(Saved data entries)
=== Section Start ===
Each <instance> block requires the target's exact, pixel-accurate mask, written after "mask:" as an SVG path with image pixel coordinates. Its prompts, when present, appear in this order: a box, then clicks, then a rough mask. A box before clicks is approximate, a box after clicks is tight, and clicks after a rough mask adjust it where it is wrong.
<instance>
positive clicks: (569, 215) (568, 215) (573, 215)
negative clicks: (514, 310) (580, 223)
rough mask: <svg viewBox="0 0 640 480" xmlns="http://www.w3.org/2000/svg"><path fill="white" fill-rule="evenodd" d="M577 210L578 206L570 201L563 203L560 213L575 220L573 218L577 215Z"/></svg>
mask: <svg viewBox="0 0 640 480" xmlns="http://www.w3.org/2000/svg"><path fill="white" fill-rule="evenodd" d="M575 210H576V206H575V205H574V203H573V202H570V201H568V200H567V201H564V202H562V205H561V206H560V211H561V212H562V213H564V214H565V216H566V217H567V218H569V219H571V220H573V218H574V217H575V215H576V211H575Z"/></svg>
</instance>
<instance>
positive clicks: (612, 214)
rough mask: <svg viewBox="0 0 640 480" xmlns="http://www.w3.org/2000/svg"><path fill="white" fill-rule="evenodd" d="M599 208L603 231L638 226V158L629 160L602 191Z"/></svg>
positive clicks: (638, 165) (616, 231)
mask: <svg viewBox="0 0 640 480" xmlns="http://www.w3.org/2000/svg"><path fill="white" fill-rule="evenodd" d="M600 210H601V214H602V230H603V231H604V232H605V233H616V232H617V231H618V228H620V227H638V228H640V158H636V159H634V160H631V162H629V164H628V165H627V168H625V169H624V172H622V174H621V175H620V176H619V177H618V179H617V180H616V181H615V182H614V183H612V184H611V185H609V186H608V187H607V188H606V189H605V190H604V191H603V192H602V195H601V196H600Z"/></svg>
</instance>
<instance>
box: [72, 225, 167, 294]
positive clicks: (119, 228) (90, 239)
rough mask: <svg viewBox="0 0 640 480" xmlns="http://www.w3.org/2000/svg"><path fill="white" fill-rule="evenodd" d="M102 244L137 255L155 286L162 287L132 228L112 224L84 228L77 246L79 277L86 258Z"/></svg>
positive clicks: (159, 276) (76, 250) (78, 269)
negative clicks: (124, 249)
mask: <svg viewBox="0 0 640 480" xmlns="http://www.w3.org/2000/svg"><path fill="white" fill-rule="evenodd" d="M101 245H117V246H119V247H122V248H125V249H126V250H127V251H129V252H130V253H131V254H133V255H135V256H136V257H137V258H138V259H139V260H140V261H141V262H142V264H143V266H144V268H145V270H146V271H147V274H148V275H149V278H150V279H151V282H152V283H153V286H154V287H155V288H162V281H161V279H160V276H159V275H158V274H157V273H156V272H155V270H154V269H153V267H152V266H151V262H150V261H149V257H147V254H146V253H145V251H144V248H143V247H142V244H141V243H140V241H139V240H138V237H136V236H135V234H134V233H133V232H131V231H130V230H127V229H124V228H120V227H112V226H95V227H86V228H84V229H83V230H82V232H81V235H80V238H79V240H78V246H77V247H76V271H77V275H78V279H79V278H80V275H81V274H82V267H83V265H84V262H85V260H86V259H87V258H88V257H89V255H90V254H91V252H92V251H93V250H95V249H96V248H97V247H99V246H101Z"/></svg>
=== Section End ===
Retype the data above word for word, starting at its very first line and ending at the line that contains "positive clicks: (569, 215)", with both of those lines included.

Each <instance> block requires the target's exact, pixel-accurate mask, written after "mask:" as an SVG path with image pixel coordinates. Its prompts, when present, appear in this order: a box, then clicks, then a rough mask. A box before clicks is approximate, a box after clicks is tight, and clicks after a rough mask adjust it where it is wrong.
<instance>
positive clicks: (569, 215) (568, 215) (573, 215)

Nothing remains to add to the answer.